What you will do.
Your task is to repeat, word for word, the line containing "Give one point for each instance of the tire" and all lines that follow it to the end of the material, and no other lines.

Source material.
-*-*-

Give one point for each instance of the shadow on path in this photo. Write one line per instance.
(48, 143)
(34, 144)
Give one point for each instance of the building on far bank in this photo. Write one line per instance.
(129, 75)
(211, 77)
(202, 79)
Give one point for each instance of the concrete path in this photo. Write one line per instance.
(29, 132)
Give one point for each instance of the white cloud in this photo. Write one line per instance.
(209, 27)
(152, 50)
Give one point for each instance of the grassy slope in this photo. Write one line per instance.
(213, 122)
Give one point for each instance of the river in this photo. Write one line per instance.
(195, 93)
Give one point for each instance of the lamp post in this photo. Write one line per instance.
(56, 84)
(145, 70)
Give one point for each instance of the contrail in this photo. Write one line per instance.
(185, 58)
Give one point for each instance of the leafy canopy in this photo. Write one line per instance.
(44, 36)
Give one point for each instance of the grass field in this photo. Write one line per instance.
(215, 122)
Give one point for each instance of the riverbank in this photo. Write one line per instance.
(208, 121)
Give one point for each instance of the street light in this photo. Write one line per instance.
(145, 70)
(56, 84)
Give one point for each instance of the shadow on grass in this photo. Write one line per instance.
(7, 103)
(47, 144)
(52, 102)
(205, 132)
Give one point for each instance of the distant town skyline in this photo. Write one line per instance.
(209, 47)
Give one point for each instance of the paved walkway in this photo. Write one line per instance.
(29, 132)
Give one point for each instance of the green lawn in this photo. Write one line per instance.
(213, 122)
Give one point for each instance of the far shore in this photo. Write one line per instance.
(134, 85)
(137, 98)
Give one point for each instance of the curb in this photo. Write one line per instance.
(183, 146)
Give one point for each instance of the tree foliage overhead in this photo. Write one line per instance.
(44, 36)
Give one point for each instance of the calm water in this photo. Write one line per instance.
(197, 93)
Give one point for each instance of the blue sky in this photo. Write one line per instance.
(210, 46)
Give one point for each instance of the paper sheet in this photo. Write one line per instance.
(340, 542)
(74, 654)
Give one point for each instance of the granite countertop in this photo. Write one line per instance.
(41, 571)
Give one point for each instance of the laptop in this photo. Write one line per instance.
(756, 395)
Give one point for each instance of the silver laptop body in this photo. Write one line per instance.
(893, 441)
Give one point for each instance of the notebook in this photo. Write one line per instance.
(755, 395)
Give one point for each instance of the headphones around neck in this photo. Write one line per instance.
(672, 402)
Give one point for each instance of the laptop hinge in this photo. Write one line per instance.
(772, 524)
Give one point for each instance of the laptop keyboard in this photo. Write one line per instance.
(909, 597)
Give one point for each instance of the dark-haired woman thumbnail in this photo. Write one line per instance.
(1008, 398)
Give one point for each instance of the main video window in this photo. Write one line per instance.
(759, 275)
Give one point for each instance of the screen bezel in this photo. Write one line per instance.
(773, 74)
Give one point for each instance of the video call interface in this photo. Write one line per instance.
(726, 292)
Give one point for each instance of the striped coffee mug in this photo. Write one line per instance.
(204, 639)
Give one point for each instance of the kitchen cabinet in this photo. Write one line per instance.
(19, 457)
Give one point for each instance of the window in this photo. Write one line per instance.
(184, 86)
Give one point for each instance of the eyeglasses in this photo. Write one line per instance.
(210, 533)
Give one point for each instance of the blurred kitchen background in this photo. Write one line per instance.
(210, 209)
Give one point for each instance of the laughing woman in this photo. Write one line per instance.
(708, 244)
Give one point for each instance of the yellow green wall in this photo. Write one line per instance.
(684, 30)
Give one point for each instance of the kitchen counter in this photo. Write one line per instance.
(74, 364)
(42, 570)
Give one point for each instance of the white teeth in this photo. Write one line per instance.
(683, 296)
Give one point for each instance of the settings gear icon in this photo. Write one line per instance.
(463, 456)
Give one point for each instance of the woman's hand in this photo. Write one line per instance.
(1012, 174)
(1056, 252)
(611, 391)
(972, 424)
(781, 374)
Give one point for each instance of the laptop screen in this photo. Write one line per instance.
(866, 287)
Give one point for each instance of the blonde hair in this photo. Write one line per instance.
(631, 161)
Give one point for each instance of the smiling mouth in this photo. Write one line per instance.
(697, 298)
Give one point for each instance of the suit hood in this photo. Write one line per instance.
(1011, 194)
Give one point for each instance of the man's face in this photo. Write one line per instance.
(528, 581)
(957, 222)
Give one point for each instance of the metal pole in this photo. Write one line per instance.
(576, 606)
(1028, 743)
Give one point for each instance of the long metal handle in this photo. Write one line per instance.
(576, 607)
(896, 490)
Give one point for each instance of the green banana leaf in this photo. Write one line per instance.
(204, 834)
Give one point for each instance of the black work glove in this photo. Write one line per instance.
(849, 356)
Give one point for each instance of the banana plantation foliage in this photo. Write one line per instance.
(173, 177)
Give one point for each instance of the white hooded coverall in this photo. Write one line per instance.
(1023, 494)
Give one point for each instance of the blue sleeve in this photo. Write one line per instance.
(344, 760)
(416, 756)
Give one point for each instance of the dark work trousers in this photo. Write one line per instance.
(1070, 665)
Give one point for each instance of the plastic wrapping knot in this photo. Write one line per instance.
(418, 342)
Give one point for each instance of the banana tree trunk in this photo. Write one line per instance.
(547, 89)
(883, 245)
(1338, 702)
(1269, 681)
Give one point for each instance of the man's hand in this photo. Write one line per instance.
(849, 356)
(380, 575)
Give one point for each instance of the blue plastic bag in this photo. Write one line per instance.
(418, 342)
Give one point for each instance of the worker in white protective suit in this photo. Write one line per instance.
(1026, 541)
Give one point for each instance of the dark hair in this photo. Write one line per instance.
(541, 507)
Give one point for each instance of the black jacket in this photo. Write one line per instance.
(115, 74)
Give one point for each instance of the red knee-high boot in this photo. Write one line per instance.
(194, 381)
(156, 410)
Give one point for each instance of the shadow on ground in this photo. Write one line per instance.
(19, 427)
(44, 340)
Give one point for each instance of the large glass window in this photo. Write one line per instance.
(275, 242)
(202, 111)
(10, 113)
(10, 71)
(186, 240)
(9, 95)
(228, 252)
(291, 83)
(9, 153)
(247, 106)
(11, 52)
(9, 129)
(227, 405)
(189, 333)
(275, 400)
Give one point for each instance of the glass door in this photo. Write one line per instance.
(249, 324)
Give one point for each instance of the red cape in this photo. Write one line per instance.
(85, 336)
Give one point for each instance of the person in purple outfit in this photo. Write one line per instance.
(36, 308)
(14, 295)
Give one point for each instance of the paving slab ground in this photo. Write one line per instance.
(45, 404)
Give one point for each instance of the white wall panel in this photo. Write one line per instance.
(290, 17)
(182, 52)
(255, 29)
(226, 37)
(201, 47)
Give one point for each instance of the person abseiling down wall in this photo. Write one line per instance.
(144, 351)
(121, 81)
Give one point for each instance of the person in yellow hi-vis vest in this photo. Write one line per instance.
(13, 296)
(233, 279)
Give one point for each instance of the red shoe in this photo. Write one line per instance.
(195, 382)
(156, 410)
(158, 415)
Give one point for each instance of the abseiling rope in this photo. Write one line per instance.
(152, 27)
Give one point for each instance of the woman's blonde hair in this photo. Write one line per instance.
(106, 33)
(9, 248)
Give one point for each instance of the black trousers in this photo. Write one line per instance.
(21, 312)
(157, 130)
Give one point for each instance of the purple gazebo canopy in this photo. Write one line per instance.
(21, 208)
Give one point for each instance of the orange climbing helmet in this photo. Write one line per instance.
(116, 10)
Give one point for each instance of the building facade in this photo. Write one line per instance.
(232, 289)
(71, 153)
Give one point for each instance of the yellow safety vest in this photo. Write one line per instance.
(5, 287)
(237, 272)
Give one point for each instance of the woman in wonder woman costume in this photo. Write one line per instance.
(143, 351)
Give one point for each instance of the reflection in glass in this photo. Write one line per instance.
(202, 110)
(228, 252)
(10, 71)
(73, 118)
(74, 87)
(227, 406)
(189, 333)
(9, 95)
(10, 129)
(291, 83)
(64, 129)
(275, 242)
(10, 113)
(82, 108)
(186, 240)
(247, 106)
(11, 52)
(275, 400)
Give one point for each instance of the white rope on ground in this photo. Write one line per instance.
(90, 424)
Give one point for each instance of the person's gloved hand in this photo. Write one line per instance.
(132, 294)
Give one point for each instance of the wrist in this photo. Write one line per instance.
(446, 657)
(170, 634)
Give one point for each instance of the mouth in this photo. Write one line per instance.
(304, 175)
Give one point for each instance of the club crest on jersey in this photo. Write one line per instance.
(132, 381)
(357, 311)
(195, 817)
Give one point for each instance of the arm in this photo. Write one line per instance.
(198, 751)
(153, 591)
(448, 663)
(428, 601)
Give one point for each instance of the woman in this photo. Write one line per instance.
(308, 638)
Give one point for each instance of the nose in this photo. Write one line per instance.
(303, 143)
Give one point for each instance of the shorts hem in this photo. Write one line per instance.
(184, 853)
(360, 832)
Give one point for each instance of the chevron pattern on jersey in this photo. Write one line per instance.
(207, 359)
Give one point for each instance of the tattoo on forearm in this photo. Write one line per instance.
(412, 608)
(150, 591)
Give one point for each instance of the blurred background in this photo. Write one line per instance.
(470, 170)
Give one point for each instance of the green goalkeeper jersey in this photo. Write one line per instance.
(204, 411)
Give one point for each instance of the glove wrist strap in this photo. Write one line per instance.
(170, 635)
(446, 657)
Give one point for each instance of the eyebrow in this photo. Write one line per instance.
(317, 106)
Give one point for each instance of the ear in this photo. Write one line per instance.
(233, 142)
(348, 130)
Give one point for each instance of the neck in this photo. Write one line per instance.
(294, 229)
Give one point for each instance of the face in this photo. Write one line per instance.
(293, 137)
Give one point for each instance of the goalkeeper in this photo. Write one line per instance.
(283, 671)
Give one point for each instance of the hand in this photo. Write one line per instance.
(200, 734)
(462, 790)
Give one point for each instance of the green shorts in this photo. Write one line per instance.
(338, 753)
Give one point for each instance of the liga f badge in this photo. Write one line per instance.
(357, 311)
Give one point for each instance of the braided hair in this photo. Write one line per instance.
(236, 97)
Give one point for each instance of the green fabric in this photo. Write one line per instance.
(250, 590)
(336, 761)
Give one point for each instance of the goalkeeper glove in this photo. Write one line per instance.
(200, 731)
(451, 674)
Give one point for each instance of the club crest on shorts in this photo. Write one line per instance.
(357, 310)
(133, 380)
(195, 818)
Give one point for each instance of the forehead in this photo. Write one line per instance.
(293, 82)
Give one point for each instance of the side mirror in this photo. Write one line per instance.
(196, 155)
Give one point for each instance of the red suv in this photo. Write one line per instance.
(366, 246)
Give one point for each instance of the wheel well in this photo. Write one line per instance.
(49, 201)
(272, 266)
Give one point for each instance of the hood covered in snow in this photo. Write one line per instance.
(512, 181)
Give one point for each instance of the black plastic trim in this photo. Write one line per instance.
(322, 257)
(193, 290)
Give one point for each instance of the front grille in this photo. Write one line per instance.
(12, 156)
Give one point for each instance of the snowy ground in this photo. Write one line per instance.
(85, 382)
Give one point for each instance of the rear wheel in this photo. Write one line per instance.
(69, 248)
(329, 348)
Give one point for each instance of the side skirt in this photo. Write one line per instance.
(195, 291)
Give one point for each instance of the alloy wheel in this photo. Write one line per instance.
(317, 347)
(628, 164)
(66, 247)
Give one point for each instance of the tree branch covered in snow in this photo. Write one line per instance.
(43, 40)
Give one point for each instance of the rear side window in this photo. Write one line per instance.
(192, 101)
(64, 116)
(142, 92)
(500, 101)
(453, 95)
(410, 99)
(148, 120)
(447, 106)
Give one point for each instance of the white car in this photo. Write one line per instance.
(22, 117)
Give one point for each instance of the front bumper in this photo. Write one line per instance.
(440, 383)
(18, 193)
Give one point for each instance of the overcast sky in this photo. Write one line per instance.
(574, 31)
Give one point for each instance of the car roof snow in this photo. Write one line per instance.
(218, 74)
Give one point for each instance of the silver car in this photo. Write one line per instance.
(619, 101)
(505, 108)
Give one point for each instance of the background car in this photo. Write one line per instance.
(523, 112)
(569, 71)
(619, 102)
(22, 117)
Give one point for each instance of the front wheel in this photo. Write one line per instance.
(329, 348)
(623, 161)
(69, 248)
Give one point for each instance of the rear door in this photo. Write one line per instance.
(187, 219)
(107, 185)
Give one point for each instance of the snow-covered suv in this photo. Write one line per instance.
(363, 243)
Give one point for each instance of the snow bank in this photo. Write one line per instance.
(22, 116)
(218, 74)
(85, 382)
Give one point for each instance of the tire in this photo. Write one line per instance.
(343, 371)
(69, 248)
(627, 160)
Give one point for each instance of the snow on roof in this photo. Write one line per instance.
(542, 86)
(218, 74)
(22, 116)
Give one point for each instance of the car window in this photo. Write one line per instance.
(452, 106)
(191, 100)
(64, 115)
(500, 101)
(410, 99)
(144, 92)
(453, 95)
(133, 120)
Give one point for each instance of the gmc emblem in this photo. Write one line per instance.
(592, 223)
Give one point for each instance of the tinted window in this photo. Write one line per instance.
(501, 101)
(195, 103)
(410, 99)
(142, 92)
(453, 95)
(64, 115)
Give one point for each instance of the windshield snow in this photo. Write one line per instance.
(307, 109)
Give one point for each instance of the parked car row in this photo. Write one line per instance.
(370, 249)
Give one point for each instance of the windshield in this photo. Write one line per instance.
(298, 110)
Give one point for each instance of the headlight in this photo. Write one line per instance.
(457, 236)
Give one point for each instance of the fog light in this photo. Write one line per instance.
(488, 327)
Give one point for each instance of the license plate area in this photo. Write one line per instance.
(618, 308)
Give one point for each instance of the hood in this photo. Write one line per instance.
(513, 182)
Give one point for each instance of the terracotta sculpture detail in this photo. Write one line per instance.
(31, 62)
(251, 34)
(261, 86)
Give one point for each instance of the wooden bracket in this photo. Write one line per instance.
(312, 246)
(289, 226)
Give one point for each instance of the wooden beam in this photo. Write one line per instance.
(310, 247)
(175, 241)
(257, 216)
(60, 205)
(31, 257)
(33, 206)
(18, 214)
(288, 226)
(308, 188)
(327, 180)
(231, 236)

-*-*-

Response box.
Give one point for each instance of the tire in this photo. Write one line per instance.
(343, 371)
(69, 248)
(627, 160)
Give one point for each instance of the snow on roof in this photo. Write one line per instance.
(542, 86)
(218, 74)
(22, 116)
Give one point for each instance of the car window in this photo. Write one line per instance.
(452, 106)
(191, 100)
(64, 115)
(500, 101)
(410, 99)
(144, 92)
(453, 95)
(133, 120)
Give one point for each instance of the gmc emblem in this photo. Write one line per instance.
(592, 223)
Give one point for each instance of the tinted window in this photo. Write one line per instance.
(501, 101)
(195, 103)
(410, 99)
(142, 92)
(453, 95)
(64, 115)
Give one point for each instance of the windshield snow in this photo. Write one line per instance.
(307, 109)
Give one point for each instance of the parked car row in this photo. Write one line per instance.
(370, 249)
Give one point for each instance of the windshield in this photo. Write one line per instance.
(298, 110)
Give one point for each instance of the headlight in this photo. Write one line per instance.
(457, 236)
Give one point for each instance of the fog light in this photo. Write one line per instance.
(488, 327)
Give one point for each instance of the license plate area in this photo. Write one line per instance.
(618, 308)
Give one point for each instance of the hood in this photo. Write one line per instance.
(513, 182)
Give one point for each instance of the terracotta sculpture detail in this photo. Write one line per instance.
(31, 62)
(251, 34)
(261, 86)
Give one point for each instance of the wooden bracket in this photo. Write one line per instance.
(312, 246)
(289, 226)
Give one point for each instance of the wooden beam in this photo. Write one line per instance.
(310, 247)
(175, 241)
(257, 216)
(60, 205)
(31, 257)
(33, 206)
(18, 214)
(288, 226)
(308, 188)
(327, 180)
(231, 236)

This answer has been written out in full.